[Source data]
'''

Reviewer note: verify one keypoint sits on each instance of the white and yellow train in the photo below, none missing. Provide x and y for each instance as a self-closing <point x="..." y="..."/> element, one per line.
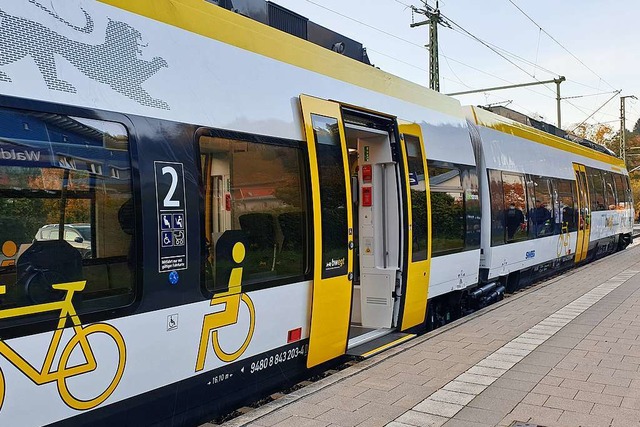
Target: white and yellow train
<point x="303" y="205"/>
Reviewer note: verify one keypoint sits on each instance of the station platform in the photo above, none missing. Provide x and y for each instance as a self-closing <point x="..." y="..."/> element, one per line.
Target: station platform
<point x="565" y="352"/>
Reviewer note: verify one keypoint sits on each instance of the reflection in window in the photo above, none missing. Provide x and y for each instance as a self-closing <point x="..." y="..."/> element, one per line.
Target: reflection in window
<point x="447" y="208"/>
<point x="596" y="189"/>
<point x="66" y="210"/>
<point x="541" y="221"/>
<point x="253" y="195"/>
<point x="514" y="208"/>
<point x="497" y="208"/>
<point x="333" y="196"/>
<point x="610" y="199"/>
<point x="418" y="197"/>
<point x="565" y="207"/>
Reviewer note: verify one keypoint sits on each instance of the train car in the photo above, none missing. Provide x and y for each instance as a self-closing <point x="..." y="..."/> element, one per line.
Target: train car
<point x="197" y="208"/>
<point x="550" y="203"/>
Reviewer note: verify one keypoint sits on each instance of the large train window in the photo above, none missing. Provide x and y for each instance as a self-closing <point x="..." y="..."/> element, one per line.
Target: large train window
<point x="610" y="197"/>
<point x="541" y="218"/>
<point x="497" y="208"/>
<point x="66" y="212"/>
<point x="596" y="189"/>
<point x="514" y="208"/>
<point x="565" y="208"/>
<point x="253" y="195"/>
<point x="622" y="189"/>
<point x="447" y="208"/>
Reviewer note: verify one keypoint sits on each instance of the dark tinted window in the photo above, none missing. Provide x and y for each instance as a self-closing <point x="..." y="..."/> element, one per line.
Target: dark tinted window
<point x="66" y="211"/>
<point x="514" y="208"/>
<point x="447" y="208"/>
<point x="333" y="196"/>
<point x="252" y="195"/>
<point x="418" y="197"/>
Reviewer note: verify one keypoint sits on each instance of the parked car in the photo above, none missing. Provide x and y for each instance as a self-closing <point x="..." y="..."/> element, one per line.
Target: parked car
<point x="77" y="235"/>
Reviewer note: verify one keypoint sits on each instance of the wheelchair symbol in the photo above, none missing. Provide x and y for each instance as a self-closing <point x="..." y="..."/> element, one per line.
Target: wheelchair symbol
<point x="167" y="239"/>
<point x="178" y="221"/>
<point x="178" y="237"/>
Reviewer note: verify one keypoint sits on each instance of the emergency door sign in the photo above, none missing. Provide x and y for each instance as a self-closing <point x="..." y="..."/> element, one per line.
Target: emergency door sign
<point x="172" y="219"/>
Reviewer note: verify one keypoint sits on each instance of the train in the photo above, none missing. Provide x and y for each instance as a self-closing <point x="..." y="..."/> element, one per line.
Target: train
<point x="197" y="208"/>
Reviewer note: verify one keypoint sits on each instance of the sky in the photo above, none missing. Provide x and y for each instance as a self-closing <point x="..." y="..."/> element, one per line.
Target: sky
<point x="593" y="43"/>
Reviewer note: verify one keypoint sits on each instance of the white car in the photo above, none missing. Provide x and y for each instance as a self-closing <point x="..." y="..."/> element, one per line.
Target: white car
<point x="77" y="235"/>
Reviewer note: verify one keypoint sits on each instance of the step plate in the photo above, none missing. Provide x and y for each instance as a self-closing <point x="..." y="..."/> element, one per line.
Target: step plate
<point x="378" y="345"/>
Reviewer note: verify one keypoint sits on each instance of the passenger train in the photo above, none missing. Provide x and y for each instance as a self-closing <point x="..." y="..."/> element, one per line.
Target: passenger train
<point x="197" y="208"/>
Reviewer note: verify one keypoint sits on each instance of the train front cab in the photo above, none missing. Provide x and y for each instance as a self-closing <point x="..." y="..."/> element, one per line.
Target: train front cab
<point x="362" y="229"/>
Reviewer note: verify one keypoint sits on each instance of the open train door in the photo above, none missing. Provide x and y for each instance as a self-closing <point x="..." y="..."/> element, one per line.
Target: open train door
<point x="584" y="212"/>
<point x="333" y="229"/>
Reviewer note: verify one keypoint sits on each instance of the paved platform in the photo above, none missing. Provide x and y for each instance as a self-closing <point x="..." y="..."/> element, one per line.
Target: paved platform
<point x="563" y="353"/>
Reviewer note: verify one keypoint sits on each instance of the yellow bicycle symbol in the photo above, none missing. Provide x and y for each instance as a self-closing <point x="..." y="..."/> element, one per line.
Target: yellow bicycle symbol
<point x="227" y="316"/>
<point x="81" y="337"/>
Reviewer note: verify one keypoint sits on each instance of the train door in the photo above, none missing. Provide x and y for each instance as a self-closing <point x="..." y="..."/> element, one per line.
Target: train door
<point x="584" y="212"/>
<point x="333" y="229"/>
<point x="419" y="230"/>
<point x="358" y="224"/>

'''

Short exercise: Present the data above as a numbered list, starting at the line that contains "of the yellow" and continuing through the end of the data, with both ends included and blank lines omitted.

Worked solution:
1. Reviewer note: verify one keypoint sits on each instance of the yellow bicycle symbol in the photo above, none missing. Provide x and y for each instance as a self-closing <point x="..." y="..."/> element, one per line.
2. Target: yellow bicycle symbol
3. <point x="227" y="316"/>
4. <point x="81" y="337"/>
5. Reviewer note: verify one keypoint sits on each instance of the train door in the photo above, none missing. Provide x and y for each instance as a self-closing <point x="..." y="..."/> element, one per line.
6. Target: train door
7. <point x="584" y="212"/>
8. <point x="333" y="229"/>
9. <point x="419" y="230"/>
10. <point x="358" y="224"/>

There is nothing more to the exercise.